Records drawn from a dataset
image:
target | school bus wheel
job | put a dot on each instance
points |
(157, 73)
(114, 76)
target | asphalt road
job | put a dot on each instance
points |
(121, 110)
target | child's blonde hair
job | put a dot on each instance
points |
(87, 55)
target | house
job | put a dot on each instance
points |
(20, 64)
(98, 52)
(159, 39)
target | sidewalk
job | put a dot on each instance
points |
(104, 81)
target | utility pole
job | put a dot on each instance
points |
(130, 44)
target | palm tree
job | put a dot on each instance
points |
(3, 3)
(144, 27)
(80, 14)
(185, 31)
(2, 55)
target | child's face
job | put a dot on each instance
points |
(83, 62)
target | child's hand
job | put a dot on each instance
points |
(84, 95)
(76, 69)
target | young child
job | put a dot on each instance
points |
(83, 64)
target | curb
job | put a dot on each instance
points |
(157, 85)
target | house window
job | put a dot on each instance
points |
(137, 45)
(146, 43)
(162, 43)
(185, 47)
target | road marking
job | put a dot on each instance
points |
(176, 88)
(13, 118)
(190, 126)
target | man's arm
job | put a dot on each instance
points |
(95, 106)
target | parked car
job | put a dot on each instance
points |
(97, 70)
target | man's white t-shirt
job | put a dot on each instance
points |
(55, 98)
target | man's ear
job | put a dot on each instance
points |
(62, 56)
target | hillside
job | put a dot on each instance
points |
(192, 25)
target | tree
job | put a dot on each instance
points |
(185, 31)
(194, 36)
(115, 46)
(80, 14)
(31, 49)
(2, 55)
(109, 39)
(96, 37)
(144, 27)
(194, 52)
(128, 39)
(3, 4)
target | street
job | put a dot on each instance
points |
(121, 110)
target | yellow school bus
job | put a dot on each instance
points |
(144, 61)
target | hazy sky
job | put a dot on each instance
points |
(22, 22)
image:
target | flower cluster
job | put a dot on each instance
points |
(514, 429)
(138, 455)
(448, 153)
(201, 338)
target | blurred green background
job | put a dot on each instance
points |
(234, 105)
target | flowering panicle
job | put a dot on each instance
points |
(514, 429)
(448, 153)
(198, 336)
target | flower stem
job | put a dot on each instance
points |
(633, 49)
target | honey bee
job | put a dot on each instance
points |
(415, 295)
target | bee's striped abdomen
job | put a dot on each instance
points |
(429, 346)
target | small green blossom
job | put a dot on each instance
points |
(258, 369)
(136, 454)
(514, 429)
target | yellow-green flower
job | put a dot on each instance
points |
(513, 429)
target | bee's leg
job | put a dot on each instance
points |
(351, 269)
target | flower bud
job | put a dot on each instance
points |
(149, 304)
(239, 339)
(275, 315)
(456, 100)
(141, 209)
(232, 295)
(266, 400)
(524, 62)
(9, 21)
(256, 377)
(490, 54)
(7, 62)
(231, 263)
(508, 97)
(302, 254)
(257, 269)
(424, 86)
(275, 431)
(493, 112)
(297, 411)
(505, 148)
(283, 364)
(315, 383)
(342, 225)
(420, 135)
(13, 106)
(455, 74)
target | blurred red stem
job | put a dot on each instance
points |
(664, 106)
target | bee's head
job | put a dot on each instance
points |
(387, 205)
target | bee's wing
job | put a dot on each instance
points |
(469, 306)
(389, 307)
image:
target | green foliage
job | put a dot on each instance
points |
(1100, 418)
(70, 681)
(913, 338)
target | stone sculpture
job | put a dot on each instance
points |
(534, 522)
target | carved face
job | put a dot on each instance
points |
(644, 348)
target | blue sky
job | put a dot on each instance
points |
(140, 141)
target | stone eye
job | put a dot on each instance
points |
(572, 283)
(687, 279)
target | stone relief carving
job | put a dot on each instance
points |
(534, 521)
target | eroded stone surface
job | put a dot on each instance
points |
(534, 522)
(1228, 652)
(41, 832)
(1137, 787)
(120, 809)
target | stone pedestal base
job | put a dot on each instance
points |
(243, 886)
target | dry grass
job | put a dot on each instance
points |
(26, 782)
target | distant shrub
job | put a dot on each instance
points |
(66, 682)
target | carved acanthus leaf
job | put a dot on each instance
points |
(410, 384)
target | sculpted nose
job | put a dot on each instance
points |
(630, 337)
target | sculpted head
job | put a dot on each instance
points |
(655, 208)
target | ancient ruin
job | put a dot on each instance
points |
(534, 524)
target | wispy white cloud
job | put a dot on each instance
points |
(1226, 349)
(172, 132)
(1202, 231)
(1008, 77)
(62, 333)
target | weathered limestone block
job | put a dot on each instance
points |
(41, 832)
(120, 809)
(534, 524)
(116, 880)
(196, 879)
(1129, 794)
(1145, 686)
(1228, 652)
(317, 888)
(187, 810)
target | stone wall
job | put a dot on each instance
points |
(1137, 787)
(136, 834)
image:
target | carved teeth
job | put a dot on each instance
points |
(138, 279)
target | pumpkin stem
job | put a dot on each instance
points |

● **Your task**: All of the records above should be repeated exactly.

● **Completed task**:
image:
target | school bus wheel
job | put a dot on each instance
points |
(157, 73)
(114, 76)
target | asphalt road
job | put a dot on each instance
points |
(121, 110)
target | child's blonde hair
job | put a dot on each instance
points |
(87, 55)
target | house
job | put a dot on each instance
points |
(20, 64)
(98, 52)
(159, 39)
target | sidewalk
job | put a dot on each instance
points |
(104, 81)
target | utility pole
job | put a dot on each instance
points |
(130, 44)
target | palm tree
job | put a dot on each instance
points |
(3, 3)
(144, 27)
(80, 14)
(185, 31)
(2, 55)
target | child's face
job | put a dot on each instance
points |
(83, 62)
target | child's hand
job | put a dot on each instance
points |
(84, 95)
(76, 69)
target | young child
job | put a dot on each instance
points |
(83, 64)
target | curb
job | put a dot on each instance
points |
(157, 85)
target | house window
job | put a dot on each instance
points |
(137, 45)
(146, 43)
(162, 43)
(185, 47)
target | road marking
job | put a dot on each instance
points |
(176, 88)
(13, 118)
(190, 126)
target | man's arm
job | put a dot on each instance
points |
(95, 106)
target | parked car
job | put a dot on each instance
points |
(97, 70)
target | man's white t-shirt
job | put a dot on each instance
points |
(55, 98)
target | man's ear
job | put a dot on each instance
points |
(62, 56)
target | hillside
job | put a dot on each instance
points |
(192, 25)
target | tree
job | put a dot on each instance
points |
(185, 31)
(194, 36)
(115, 46)
(80, 14)
(31, 49)
(2, 55)
(109, 39)
(96, 37)
(144, 27)
(194, 52)
(128, 39)
(3, 4)
target | street
job | put a dot on each instance
points |
(121, 110)
target | yellow school bus
job | put a dot on each instance
points |
(144, 61)
target | hazy sky
job | put a dot on each instance
points |
(22, 22)
image:
target | flower cluster
job | put a dot on each instance
points |
(514, 429)
(138, 455)
(448, 153)
(201, 338)
target | blurred green background
job | put a dot on each instance
points |
(234, 105)
target | flowering panicle
job | put a dot on each instance
points |
(514, 429)
(448, 153)
(198, 336)
target | flower stem
job | put a dot on each instance
points |
(633, 49)
target | honey bee
job | put a dot on each instance
points |
(415, 295)
target | bee's striped abdomen
job | put a dot on each instance
points |
(429, 346)
target | small green blossom
job | put a dot on each instance
points |
(258, 369)
(136, 454)
(514, 429)
target | yellow-green flower
job | put a dot on each instance
points |
(513, 429)
target | bee's leg
job | put a dot on each instance
points |
(351, 269)
target | flower bud
job | put a dot on each instance
points |
(149, 304)
(239, 339)
(275, 315)
(456, 100)
(141, 209)
(232, 295)
(266, 400)
(524, 62)
(9, 21)
(256, 377)
(490, 54)
(7, 62)
(231, 263)
(508, 97)
(302, 254)
(257, 269)
(424, 86)
(275, 431)
(493, 112)
(297, 411)
(505, 148)
(283, 364)
(315, 383)
(342, 225)
(420, 135)
(13, 106)
(455, 74)
target | blurred red stem
job | put a dot on each instance
points |
(664, 106)
target | bee's head
job | put a dot on each instance
points |
(387, 205)
target | bee's wing
job | put a dot on each instance
points |
(469, 306)
(389, 307)
image:
target | green foliage
job | put a dot on each instance
points |
(1100, 418)
(70, 681)
(913, 338)
target | stone sculpture
job | put a dot on each instance
points |
(534, 522)
target | carved face
job | put a dot on each instance
points |
(644, 348)
target | blue sky
job | put a dot on each instance
points |
(140, 141)
target | stone eye
job | put a dot on each instance
points |
(572, 283)
(687, 279)
target | stone relief carving
job | put a dot on each instance
points |
(534, 521)
target | eroded stone surface
job | put a dot on each instance
points |
(534, 522)
(1228, 652)
(41, 832)
(1137, 787)
(120, 809)
target | stone pedestal base
job | put a dot on each instance
points |
(243, 886)
target | dry grass
job | put a dot on each instance
points |
(26, 782)
target | distant shrub
job | put a dot on each instance
points |
(66, 682)
target | carved acanthus leaf
job | put a dot on each instance
points |
(410, 384)
target | sculpted nose
job | put a dot on each instance
points |
(630, 337)
target | sculpted head
job | put a dot on each instance
points |
(655, 208)
target | ancient ruin
job | put a dot on each instance
points |
(534, 524)
target | wispy white cloud
job | put a dot on each instance
points |
(1226, 349)
(172, 132)
(1202, 231)
(1008, 77)
(62, 333)
target | weathered limestone block
job | put a dot on each instance
points |
(41, 832)
(120, 809)
(534, 524)
(116, 880)
(196, 879)
(1129, 794)
(1145, 686)
(1228, 652)
(317, 888)
(187, 810)
target | stone wall
job | put a dot on each instance
points |
(1137, 787)
(136, 834)
image:
target | carved teeth
job | put a dot on each instance
points |
(138, 279)
target | pumpkin stem
job | put a dot on each instance
points |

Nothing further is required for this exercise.